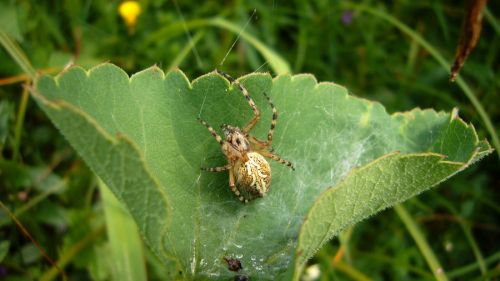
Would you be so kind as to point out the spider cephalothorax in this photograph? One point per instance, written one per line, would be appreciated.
(249, 172)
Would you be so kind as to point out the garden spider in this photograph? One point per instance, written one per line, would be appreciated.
(249, 172)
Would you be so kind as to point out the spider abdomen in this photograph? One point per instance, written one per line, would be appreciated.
(253, 177)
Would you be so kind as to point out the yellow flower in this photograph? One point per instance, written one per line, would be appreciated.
(129, 11)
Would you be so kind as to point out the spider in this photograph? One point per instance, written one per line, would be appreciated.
(249, 172)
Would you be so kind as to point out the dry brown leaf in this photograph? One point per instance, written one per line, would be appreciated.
(471, 30)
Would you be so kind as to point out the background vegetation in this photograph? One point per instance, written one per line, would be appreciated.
(364, 47)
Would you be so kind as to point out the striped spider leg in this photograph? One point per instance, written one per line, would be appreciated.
(249, 172)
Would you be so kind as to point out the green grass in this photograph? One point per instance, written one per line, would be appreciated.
(398, 54)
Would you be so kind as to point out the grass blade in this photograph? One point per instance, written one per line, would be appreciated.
(422, 244)
(126, 244)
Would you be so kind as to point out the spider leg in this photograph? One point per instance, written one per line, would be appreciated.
(232, 185)
(273, 121)
(212, 131)
(256, 113)
(217, 169)
(277, 159)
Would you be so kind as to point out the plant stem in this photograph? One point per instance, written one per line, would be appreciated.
(17, 54)
(441, 60)
(422, 244)
(19, 123)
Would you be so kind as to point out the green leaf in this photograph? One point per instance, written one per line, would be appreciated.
(141, 137)
(126, 247)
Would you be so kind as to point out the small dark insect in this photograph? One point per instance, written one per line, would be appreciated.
(249, 172)
(233, 264)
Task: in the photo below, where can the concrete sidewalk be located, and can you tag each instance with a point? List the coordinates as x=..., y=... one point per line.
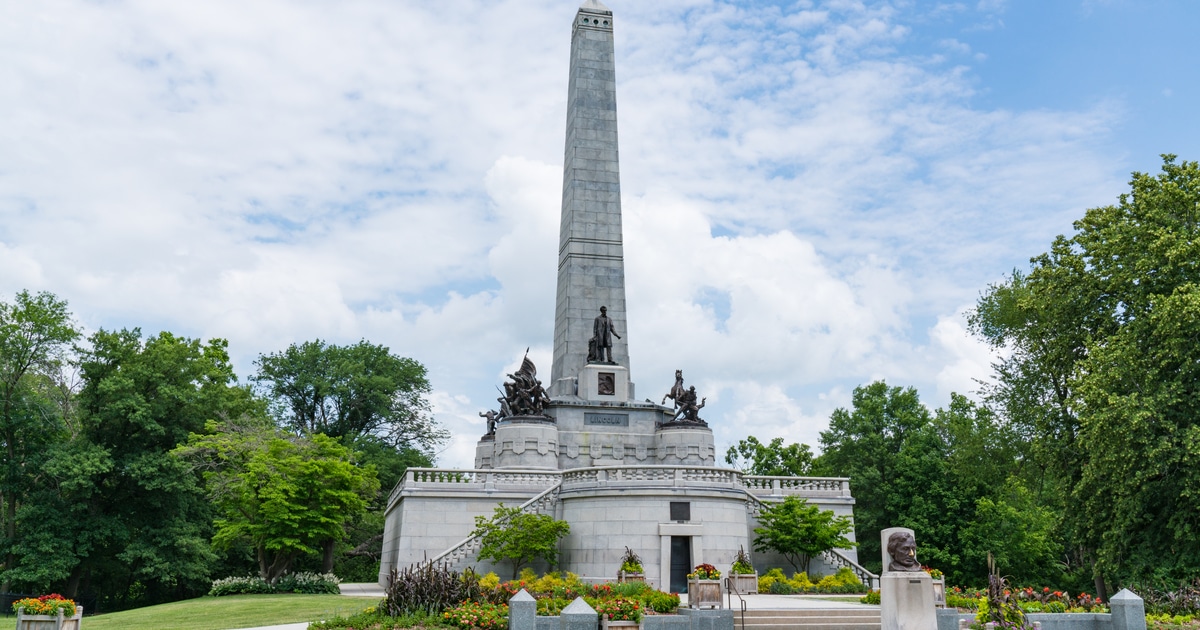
x=360, y=589
x=754, y=603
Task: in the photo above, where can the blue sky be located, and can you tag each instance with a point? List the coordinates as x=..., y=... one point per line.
x=814, y=192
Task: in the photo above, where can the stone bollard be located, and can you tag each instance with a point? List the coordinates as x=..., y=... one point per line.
x=522, y=611
x=1128, y=611
x=577, y=616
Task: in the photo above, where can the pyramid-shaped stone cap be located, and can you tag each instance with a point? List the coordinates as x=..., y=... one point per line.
x=579, y=606
x=595, y=6
x=1125, y=595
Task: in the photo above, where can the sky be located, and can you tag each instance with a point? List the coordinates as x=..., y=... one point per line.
x=815, y=193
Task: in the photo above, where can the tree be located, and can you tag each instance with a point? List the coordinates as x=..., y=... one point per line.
x=865, y=444
x=35, y=335
x=283, y=495
x=1102, y=377
x=798, y=532
x=145, y=521
x=346, y=391
x=519, y=538
x=771, y=460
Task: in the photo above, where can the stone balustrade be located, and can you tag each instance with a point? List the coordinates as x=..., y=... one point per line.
x=763, y=487
x=802, y=486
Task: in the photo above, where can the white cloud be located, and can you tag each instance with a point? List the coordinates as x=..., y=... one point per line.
x=805, y=208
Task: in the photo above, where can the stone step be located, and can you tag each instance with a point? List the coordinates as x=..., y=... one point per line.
x=786, y=619
x=759, y=613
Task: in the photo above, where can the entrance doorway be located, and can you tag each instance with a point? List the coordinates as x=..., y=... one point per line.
x=681, y=563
━━━━
#### BRIEF
Output the entries exactly and keep every picture out of them.

#### SOLUTION TO THIS TASK
Would you be so kind as to point out the spider cephalothorax in this photograph? One point per instance, written one per line, would be appreciated.
(249, 172)
Would you be so kind as to point out the garden spider in this photograph? One point per instance, written one per line, would be appreciated.
(249, 172)
Would you be so kind as to point out the spider abdomen in this photograph? One point per instance, written one per line, would be appreciated.
(253, 177)
Would you be so kind as to point out the yellow flower in this photograph? One point per instance, written one per line, would be appreciated.
(129, 11)
Would you be so kind as to point out the spider in this photograph? One point per instance, written one per line, would be appreciated.
(249, 172)
Would you be so kind as to point out the dry brown leaf in this photograph? One point per instance, written one per line, would be appreciated.
(471, 30)
Would you be so kind as to point out the background vegetation in this photograph? One point per instance, written one per line, would be appreciated.
(364, 47)
Would you be so kind as to point out the striped spider leg in this photograph? One point per instance, written one per line, would be appreciated.
(249, 172)
Would you be so kind as to point out the green grass in this photograph? One point per instance, written one per line, would be appreciated.
(398, 54)
Would you be so kind as to point out the grass blade in this photograph? One point per instance, written one per line, would be appreciated.
(422, 244)
(126, 244)
Would you be so kind as to point out the spider leg in this photograph? One point per instance, written one per line, would be appreciated.
(232, 185)
(273, 121)
(212, 131)
(256, 113)
(217, 169)
(277, 159)
Would you be so kind as to point out the plant stem in this photograph? One point per instance, written one per line, would be appreciated.
(17, 54)
(441, 60)
(422, 244)
(19, 123)
Would you be so kind as to point out the green leaf in this photograph? One point per instance, written one per line, would be appreciated.
(141, 137)
(126, 247)
Would you be so kind as to point out the small dark insect in this photograph? One point per instance, written one per line, would be appreciated.
(249, 172)
(233, 264)
Task: in the photo below, where can the concrete sidewalk be located, and can you tag each instance with a point? List the coordinates as x=..., y=... one point per line.
x=360, y=589
x=754, y=603
Task: in the photo above, where can the blue sky be located, and can you tag each instance with a point? List the coordinates as x=..., y=... one point per line.
x=814, y=192
Task: in the photo above, where can the stone bollard be located, and can you tag each instance with a point? List the coordinates as x=..., y=... one point per line.
x=522, y=611
x=1128, y=611
x=577, y=616
Task: in the photo above, where can the pyramid-shaped stone cap be located, and can you tag each instance with a point? List the coordinates as x=..., y=... one point per line.
x=579, y=606
x=595, y=6
x=1125, y=595
Task: in the photo above, where can the sky be located, and can you tag each instance with a point? List the coordinates as x=..., y=... one point per line.
x=815, y=193
Task: in the photo above, where can the tree be located, and can you tag each instance with a point? List the coordinates as x=..., y=... one point per line.
x=865, y=444
x=35, y=335
x=283, y=495
x=1102, y=377
x=798, y=532
x=145, y=521
x=346, y=391
x=519, y=538
x=771, y=460
Task: in the photo above, where can the stone balustrade be located, and can you tag each instance with a point? List the coordinates as x=..., y=... one point per line.
x=763, y=487
x=802, y=486
Task: in the photo above, where can the white cloud be located, and can you tag each instance with a point? List the coordinates as x=..., y=... one point per line.
x=805, y=208
Task: in the photo above, where can the stone step be located, and can you tag each instance with a point? List the coordinates as x=..., y=... one point per line.
x=786, y=619
x=759, y=613
Task: in the photo above, where can the entrance doorway be located, and can you tag each instance with a point? List the coordinates as x=..., y=... one point per line.
x=681, y=563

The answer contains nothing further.